**Data to process:**
⟨

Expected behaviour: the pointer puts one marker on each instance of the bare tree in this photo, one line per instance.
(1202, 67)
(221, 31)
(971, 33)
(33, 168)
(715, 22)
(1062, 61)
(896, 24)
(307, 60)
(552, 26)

⟩

**Goal:** Reproduce all of the rows above verbatim, preserving every character and line break.

**Answer to the problem:**
Expected behaviour: the pointer puts one marker on each instance of the bare tree in this photo, one line per instance.
(1202, 67)
(221, 31)
(971, 33)
(33, 168)
(715, 22)
(1062, 61)
(896, 24)
(307, 60)
(552, 26)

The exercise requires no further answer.